===== Page excerpt
The Unexpected Birthday Blues

Yesterday, on my birthday, I felt sad and depleted, yet I knew deep down that somehow God would be at work. I trusted that the day would bring a silver lining to my cloud.

A few "Happy Birthday" texts rolled in. I held onto no attachments to having to feel "happy". Disappointment is always the result of an attachment to an outcome.

Confronting Past Trauma

These past couple of weeks, I've written two articles on narcissistic family scapegoat abuse, and it's brought up a lot of painful memories as I delved into some of the mob-like, bullish behaviours I had to endure. Through the writing and putting my energy towards the painful past experiences it brought about a wave of sadness.

My birthday came as a painful reminder of having no contact with my family of origin.

The Reality of Narcissistic Family Scapegoat Abuse

I'm well aware that most families are dysfunctional, but narcissistic family abuse is on another level entirely; most don't even recognise it exists. To leave one's family of origin and all known connections is a decision nobody would or does ever take lightly. Staying means complete death to the self, and so leaving is the only option, but not without a deluge of painful mental challenges that follow. As our human nature is to survive, we are left with no option other than to leave.
==========
===== Information shown
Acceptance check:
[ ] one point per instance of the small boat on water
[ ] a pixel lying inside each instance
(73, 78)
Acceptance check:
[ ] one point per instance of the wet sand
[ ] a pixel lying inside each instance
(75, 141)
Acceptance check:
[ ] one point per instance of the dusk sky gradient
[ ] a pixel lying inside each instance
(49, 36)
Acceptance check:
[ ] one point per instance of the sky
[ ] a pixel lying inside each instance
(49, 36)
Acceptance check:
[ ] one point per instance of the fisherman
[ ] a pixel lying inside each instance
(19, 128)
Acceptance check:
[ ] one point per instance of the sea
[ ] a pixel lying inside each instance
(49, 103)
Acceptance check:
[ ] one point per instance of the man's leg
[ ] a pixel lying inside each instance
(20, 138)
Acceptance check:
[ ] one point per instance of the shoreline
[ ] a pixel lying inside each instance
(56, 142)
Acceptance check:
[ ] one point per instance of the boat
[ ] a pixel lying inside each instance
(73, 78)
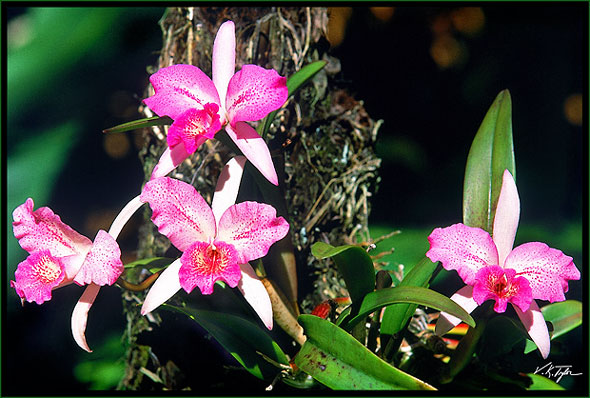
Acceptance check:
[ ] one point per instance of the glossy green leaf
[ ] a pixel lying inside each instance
(542, 383)
(408, 294)
(337, 360)
(396, 316)
(564, 316)
(294, 82)
(241, 338)
(354, 265)
(491, 153)
(140, 123)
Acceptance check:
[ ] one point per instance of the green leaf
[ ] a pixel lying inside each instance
(565, 316)
(153, 264)
(241, 338)
(300, 77)
(140, 123)
(354, 265)
(408, 294)
(542, 383)
(396, 316)
(491, 153)
(339, 361)
(296, 80)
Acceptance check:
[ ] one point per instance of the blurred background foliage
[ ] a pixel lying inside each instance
(429, 72)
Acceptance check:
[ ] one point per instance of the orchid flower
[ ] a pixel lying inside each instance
(492, 269)
(217, 242)
(201, 106)
(59, 256)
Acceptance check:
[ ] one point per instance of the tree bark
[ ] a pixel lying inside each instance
(322, 142)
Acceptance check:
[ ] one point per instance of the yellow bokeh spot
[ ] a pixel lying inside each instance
(573, 109)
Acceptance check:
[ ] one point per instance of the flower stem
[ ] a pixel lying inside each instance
(141, 286)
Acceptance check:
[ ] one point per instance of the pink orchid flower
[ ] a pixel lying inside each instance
(217, 242)
(492, 269)
(201, 106)
(59, 256)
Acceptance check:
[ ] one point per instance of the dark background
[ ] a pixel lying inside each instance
(430, 76)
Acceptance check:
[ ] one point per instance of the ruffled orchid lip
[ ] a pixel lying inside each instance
(227, 227)
(492, 269)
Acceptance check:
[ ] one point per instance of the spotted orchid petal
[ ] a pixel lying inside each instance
(203, 264)
(547, 270)
(223, 62)
(254, 148)
(165, 287)
(251, 228)
(102, 265)
(181, 87)
(534, 323)
(506, 218)
(169, 160)
(179, 212)
(80, 315)
(228, 186)
(194, 127)
(42, 229)
(253, 92)
(464, 249)
(463, 297)
(37, 276)
(256, 295)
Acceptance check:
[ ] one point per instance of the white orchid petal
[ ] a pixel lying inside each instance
(165, 287)
(228, 186)
(80, 315)
(256, 295)
(506, 218)
(463, 297)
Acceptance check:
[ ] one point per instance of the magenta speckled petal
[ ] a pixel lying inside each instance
(251, 228)
(80, 315)
(43, 230)
(37, 276)
(501, 285)
(203, 264)
(254, 92)
(464, 249)
(506, 218)
(179, 212)
(223, 61)
(254, 149)
(546, 269)
(194, 127)
(179, 88)
(103, 263)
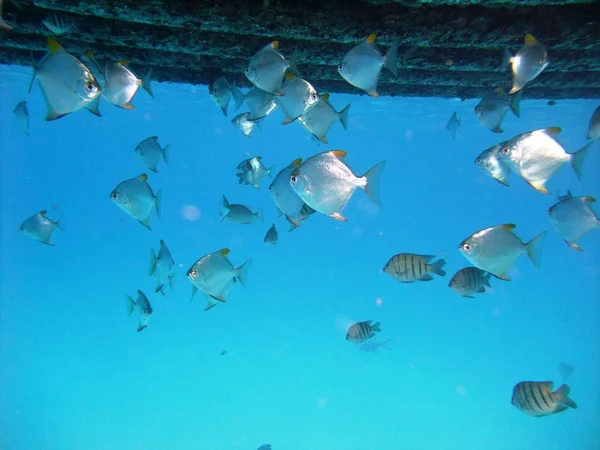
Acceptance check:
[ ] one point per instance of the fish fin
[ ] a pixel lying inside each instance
(157, 202)
(242, 272)
(578, 159)
(372, 177)
(561, 395)
(534, 248)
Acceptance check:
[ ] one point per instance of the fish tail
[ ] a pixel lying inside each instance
(578, 159)
(372, 177)
(242, 272)
(561, 395)
(534, 248)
==========
According to the essay on birthday blues, what is disappointment always the result of? The rows are not needed for this work.

* _Response_
Disappointment is always the result of an attachment to an outcome.